--- Exercise instructions ---
Please return all lines of the data below containing the string "black".

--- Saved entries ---
- - -

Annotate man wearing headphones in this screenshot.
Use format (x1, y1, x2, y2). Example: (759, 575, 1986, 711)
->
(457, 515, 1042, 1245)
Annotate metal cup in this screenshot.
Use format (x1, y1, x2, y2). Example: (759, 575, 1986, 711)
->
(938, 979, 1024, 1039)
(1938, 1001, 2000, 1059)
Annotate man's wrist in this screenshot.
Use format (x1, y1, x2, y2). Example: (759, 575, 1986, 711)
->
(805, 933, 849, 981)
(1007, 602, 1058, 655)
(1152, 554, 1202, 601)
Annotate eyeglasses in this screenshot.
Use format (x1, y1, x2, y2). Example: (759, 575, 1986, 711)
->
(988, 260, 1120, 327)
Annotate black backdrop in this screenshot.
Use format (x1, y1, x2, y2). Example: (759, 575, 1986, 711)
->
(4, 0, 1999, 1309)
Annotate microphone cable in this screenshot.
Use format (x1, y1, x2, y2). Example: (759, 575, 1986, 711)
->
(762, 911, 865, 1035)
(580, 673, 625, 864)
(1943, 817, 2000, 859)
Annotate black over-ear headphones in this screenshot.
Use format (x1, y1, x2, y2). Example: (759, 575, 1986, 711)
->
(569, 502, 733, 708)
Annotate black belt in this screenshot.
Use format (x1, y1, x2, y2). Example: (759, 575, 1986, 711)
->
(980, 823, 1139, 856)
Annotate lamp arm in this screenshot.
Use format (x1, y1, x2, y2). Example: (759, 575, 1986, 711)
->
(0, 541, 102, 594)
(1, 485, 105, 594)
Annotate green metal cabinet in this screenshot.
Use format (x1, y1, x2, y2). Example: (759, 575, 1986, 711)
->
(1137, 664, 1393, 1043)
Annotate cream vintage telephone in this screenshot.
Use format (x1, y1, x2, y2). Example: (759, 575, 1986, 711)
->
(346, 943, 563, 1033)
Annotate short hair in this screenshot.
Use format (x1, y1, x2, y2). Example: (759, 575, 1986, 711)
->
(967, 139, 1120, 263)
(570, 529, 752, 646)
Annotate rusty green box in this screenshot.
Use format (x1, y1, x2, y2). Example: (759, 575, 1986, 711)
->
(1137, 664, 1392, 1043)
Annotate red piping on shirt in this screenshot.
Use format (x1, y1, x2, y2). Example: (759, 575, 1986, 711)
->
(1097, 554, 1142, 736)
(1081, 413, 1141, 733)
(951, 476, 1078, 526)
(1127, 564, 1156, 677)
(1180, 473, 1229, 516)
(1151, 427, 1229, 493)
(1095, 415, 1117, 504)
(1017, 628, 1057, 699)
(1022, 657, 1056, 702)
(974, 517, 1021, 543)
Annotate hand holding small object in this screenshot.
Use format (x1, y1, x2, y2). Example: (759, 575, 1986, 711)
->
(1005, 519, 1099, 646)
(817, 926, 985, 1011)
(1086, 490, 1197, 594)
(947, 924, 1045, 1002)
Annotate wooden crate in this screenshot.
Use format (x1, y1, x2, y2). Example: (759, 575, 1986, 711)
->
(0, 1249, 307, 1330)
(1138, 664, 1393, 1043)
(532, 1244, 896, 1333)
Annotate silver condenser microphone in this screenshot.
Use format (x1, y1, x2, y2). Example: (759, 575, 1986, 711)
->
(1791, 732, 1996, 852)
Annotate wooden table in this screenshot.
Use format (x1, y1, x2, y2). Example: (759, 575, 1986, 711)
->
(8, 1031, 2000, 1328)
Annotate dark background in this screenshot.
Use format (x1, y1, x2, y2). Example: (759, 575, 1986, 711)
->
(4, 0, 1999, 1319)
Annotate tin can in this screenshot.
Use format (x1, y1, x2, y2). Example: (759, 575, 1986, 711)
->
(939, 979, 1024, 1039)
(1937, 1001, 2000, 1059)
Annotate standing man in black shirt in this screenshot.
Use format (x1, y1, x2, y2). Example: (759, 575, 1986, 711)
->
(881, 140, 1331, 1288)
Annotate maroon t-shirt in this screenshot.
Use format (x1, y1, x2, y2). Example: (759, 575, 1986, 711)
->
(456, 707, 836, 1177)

- - -

--- Solution ---
Annotate black backdrop in this screenshot.
Annotate black over-ear headphones in this screenshot.
Annotate black belt in this screenshot.
Annotate standing man in black shirt in this screenshot.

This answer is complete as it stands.